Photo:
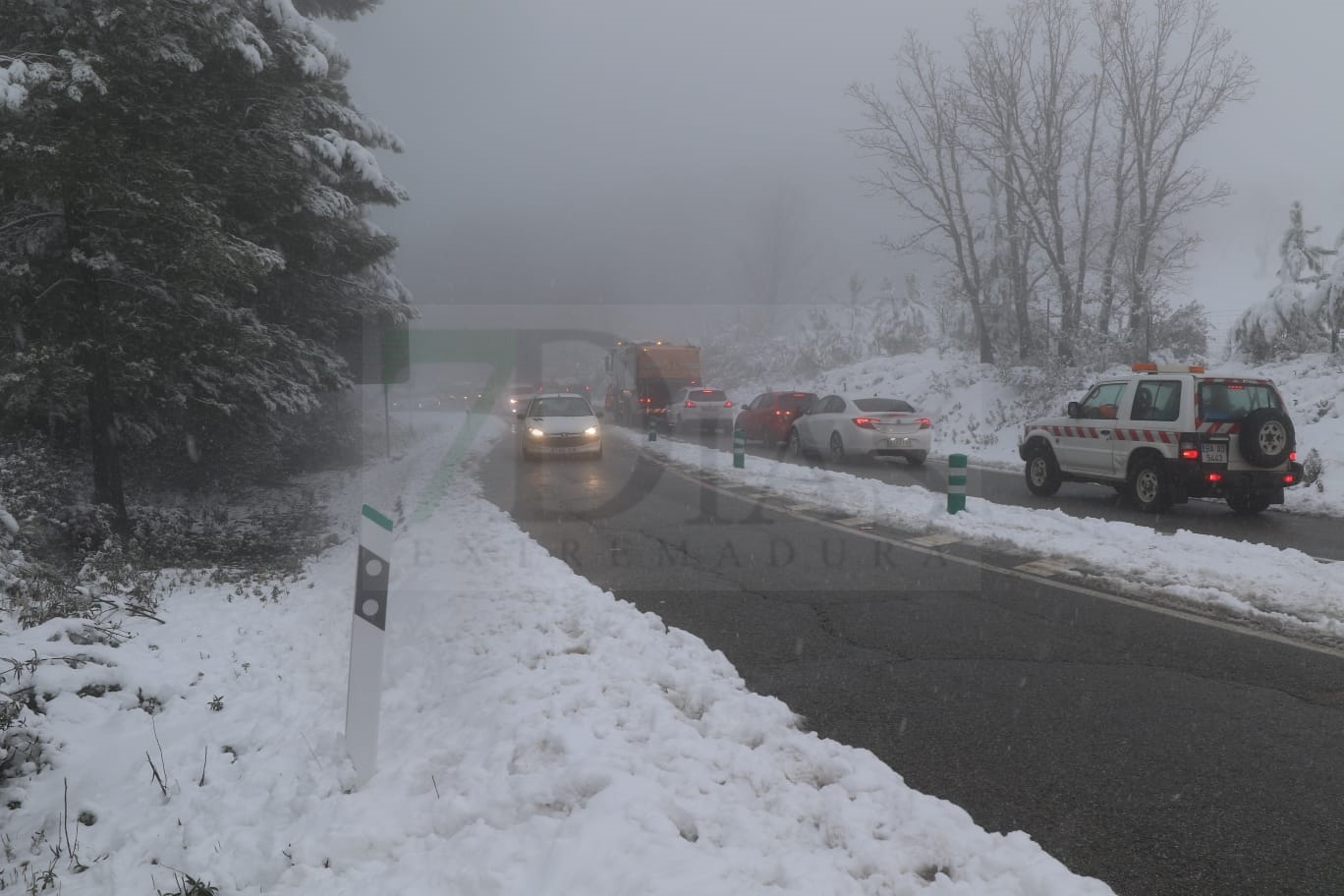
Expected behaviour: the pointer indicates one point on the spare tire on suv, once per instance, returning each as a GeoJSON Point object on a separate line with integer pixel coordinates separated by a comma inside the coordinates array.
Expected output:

※

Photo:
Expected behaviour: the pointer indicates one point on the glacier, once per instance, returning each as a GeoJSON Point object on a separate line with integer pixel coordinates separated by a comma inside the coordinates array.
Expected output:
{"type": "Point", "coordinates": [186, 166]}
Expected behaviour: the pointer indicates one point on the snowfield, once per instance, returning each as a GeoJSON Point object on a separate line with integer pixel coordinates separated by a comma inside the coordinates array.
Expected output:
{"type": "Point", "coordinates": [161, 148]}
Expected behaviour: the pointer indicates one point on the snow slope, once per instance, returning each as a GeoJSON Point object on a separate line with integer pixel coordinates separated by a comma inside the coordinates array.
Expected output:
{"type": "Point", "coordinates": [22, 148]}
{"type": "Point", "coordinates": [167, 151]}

※

▶ _Aim_:
Tally the lines above that contain the string "array", with case counting, and give only the number.

▶ _Answer to the exercise_:
4